[Record excerpts]:
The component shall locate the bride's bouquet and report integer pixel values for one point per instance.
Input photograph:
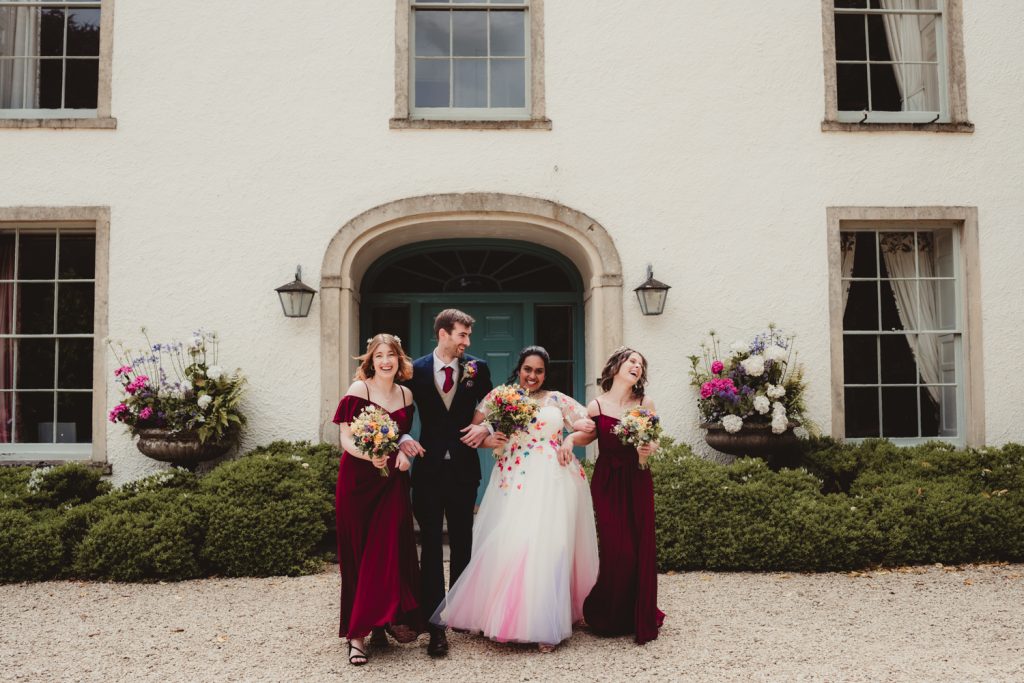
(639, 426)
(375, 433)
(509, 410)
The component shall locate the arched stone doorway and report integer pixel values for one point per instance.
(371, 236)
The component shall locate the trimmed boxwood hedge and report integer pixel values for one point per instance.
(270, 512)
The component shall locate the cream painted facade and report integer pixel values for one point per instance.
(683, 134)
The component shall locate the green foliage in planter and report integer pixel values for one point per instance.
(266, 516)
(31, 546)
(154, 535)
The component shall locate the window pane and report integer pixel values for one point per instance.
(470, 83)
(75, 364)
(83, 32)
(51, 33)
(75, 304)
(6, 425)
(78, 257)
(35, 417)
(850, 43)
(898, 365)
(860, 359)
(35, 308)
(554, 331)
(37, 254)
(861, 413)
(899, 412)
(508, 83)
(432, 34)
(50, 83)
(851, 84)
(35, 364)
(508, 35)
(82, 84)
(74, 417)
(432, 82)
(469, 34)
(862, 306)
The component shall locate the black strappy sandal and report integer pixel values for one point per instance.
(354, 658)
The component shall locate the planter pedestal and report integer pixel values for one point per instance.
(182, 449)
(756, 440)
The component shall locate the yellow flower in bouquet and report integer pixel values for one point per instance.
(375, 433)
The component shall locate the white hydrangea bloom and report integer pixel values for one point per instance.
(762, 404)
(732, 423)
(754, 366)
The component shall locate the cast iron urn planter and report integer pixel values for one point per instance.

--

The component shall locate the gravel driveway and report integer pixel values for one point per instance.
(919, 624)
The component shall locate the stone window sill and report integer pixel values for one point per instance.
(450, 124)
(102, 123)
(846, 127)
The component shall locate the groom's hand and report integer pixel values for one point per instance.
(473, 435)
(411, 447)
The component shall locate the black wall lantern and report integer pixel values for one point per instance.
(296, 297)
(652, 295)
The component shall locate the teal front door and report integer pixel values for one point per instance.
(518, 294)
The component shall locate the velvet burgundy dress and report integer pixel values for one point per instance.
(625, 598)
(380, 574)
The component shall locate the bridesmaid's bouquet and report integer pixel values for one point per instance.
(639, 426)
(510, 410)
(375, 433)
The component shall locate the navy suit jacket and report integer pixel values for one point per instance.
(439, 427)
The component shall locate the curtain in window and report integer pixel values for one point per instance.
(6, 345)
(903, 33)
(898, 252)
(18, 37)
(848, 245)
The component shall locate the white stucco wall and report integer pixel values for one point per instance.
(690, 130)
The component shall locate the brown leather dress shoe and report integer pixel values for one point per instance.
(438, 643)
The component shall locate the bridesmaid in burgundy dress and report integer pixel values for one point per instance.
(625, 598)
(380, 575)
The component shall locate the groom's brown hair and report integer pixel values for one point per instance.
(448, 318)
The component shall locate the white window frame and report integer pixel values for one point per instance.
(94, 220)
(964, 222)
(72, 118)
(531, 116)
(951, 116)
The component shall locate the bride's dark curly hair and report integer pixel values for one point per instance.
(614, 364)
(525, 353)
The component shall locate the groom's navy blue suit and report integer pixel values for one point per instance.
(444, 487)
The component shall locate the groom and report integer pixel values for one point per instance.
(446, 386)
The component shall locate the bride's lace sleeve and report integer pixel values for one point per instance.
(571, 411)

[Work order]: Above are the records; copy exactly the lines from the line with "The component shall locate the white hydrangea" through the line with "The component shall locate the cast", both included.

[Answer box]:
The component shall locate the white hydrangea bloom and report integer pixel values for one point per instance.
(762, 404)
(732, 423)
(754, 366)
The component shall locate the cast iron urn planter and report integer pixel values for one point per instance.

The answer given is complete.